(Passage provided Opens)

Juvenile fish need plenty of meaty foods to add calories to their diet, and tubifex, frozen mysis or brine shrimp, grindal worms, mosquito larvae, and Enchytaeidae are good choices.
You might also want to offer your fish blanched veggies, such as spinach, lettuce, zucchini, and broccoli.
How Often to Feed Your Convict Tangs
Convict Tangs should ideally be fed small amounts at least three times daily. This helps to maintain good water quality and prevents overfeeding.
Like all tangs, the Convict Surgeonfish is semi-aggressive toward other tangs. However, they generally do fine with peaceful species.
However, the Gold-Rimmed Tang or Whitecheek Surgeonfish (Acanthurus nigricans) makes a good tank mate for the Convict Tang in a community tank.
Once your community is established, you can add other Acanthurus tangs to the mix, although your tank must be at least 10 feet long and several hundred gallons in capacity. Also, keep clear of aggressive species.
Ideally, you want to choose tangs that have different eating habits. For example, one species could be a detritus eater, another an omnivore, and another that is a macroalgae eater.
Convict Tangs are peaceful toward other non-tang fish species. You can add semi-aggressive fish, such as large wrasses, puffers, groupers, and some of the calmer triggers.
Tangs are safe to keep with most corals and invertebrates. However, there are reports of LPS being found in the bellies of wild Convict Tangs. We recommend that you try adding a coral frag to your setup to observe how the tang reacts.
Also, as previously mentioned, you can keep a small school of Convict Tangs in small groups, provided that you have a large enough aquarium. You can also keep an individual fish in a smaller setup.
Can You Breed Convict Tangs?
As with most marine fish species, it’s impossible to successfully rear Convict Tangs in captivity, even in a commercial setting. That said, there are a few reports of these fish spawning when kept in very large display tanks.
So, most of the fish that you buy from fish stores and online are wild-caught.
Health and Disease
Acanthurus are usually healthy fish that are reasonably hardy once acclimated to a tank setting. The fish need the right environment and tank mates to remain healthy, and the water conditions must be stable and pristine.
Common fish diseases affecting Convict Tangs include parasitic infections, worms, Ich, bacterial diseases, and HLLE (Head and Lateral Line Erosion).
Surgeonfish are sometimes called “dry-skinned” fish since they produce less slime than other species of saltwater fish. This quirk makes the Convict Tang particularly susceptible to Cryptocaryon irritans or White Spot Disease.
Most common diseases that affect the Convict Tang are treatable with over-the-counter fish medication that you’ll get from your local fish store or online. However, the best way to keep your fish healthy is to keep the tank clean and properly maintained. Also, make sure that all your fish receive the correct diet.
When you buy a new fish or live rock, always keep it in a quarantine tank for at least two weeks before introducing the newcomer to your main tank. This enables you to treat any signs of infection and disease without exposing your entire collection to potential trouble!
Even though they can’t be bred successfully in captivity, the Convict Surgeonfish is a widespread species that exists in large numbers in the wild environment. The Convict Tang is readily available online and in good fish stores with a marine section.
The price of each specimen depends on its size and age, but you can typically expect to pay from $65 to $90.
Is the Convict Tang Suitable for Your Aquarium?
Whether you’re a beginner or an experienced aquarist in the marine hobby, the Convict Tang could make a good choice for your setup.
These saltwater fish are semi-aggressive toward other species of tangs, although they can be kept in same-species groups.
Covid Tangs are omnivores and can make a useful addition to your setup since they love to graze on various species of marine algae. These beautiful, elegant fish are community reef aquarium-safe and won’t trouble inverts or most corals.
All that said, you do need a very large tank for these tangs since they can grow pretty large and require plenty of swimming space, as well as lots of hardscape, caves, and crevices.

(Passage provided Closes)
(Supplied data Opens)

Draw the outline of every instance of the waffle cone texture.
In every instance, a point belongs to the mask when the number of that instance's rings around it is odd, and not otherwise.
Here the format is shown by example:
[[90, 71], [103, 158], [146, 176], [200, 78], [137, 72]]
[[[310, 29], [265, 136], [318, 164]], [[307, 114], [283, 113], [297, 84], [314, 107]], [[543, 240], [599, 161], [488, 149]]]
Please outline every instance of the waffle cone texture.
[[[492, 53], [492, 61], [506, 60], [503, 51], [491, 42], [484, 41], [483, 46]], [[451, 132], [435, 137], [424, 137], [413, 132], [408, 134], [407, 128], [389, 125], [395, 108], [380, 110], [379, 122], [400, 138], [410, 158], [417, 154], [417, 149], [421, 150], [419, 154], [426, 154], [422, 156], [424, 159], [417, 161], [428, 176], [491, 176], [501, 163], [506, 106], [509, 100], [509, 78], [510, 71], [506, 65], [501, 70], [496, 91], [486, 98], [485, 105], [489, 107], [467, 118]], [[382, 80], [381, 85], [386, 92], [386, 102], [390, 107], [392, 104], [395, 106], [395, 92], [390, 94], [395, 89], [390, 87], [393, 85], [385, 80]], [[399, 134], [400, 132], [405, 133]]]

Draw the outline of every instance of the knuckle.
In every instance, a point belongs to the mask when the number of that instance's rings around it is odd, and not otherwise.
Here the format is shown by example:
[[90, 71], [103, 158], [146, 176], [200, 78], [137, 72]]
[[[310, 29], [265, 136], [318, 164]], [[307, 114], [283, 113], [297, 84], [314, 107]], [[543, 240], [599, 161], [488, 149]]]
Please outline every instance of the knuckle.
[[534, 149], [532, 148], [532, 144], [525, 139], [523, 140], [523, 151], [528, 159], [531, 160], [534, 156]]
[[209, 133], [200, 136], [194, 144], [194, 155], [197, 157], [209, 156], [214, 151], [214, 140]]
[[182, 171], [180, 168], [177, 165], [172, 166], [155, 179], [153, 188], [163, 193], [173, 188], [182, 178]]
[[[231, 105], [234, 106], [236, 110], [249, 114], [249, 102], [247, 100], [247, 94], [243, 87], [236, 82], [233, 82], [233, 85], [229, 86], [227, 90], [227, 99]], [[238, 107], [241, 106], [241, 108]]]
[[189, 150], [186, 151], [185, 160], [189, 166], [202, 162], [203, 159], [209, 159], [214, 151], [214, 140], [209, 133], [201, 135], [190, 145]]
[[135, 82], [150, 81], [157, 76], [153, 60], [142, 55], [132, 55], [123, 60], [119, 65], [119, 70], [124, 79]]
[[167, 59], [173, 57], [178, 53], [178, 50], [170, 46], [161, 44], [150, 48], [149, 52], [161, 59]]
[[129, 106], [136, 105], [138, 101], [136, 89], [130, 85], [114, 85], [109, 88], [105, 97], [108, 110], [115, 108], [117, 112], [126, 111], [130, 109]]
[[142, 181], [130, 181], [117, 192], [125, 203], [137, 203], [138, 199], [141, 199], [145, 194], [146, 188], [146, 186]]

(Supplied data Closes)

Things to do:
1. In the passage on Convict Tangs, why is the Convict Tang particularly susceptible to White Spot Disease?
2. Echo the passage on Convict Tangs between "Also, as previously" and "a smaller setup.", inclusive.

Solutions in order:
1. Surgeonfish produce less slime than other saltwater fish, which is why they are sometimes called "dry-skinned" fish. This trait makes the Convict Tang particularly susceptible to Cryptocaryon irritans, or White Spot Disease.

2.
Also, as previously mentioned, you can keep a small school of Convict Tangs in small groups, provided that you have a large enough aquarium. You can also keep an individual fish in a smaller setup.